DATASET CONTENT:
-*-*-

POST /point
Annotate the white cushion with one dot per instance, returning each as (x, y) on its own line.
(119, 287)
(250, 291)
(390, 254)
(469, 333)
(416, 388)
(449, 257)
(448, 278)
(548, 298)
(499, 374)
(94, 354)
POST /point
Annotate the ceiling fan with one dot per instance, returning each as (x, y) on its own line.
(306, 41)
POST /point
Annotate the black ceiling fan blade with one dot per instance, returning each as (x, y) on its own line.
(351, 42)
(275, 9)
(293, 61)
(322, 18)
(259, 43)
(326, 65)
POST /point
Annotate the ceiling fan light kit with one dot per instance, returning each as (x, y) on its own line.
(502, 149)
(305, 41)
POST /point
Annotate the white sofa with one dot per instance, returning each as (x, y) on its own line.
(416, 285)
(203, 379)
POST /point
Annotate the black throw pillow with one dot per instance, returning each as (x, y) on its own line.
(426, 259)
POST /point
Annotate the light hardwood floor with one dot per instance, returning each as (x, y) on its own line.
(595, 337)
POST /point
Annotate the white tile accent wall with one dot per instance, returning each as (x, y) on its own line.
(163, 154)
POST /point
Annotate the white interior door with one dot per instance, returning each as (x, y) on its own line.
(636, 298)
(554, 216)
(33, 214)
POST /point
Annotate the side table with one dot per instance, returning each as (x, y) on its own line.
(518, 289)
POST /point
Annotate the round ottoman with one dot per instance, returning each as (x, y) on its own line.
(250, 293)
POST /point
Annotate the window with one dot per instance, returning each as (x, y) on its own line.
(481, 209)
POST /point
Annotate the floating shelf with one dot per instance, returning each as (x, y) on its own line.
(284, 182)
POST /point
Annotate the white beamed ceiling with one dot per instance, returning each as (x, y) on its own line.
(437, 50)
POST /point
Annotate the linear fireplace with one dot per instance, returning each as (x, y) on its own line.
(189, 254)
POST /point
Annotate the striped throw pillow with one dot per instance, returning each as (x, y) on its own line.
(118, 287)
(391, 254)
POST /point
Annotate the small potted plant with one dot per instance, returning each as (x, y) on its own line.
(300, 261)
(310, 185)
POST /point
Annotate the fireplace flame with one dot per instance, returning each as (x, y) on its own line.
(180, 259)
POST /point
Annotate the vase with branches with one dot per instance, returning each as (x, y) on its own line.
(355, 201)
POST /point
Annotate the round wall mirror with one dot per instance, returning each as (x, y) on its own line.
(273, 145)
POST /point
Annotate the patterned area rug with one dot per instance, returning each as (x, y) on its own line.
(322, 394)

-*-*-

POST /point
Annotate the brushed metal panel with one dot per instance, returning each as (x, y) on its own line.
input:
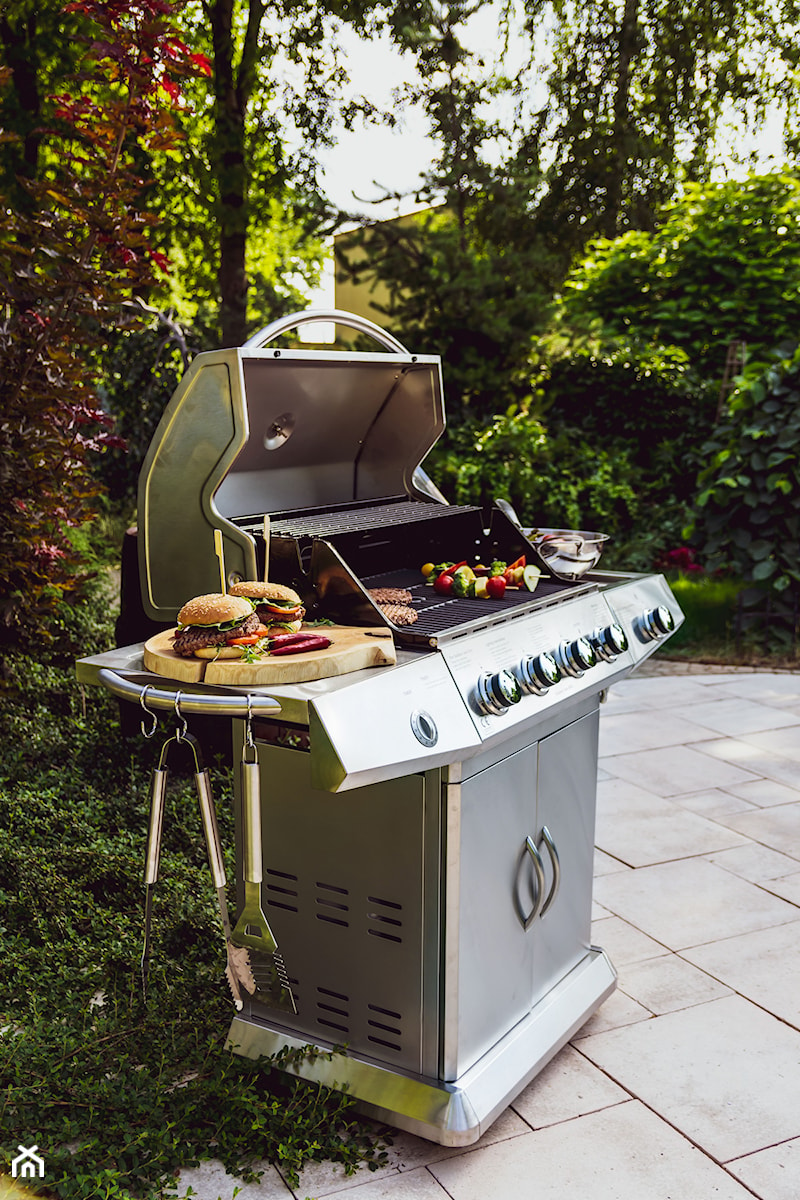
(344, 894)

-*-*-

TASK DIRECTIONS: State how many lines in the records above contain the word "light". Reply with the number alone.

FULL ANSWER: 2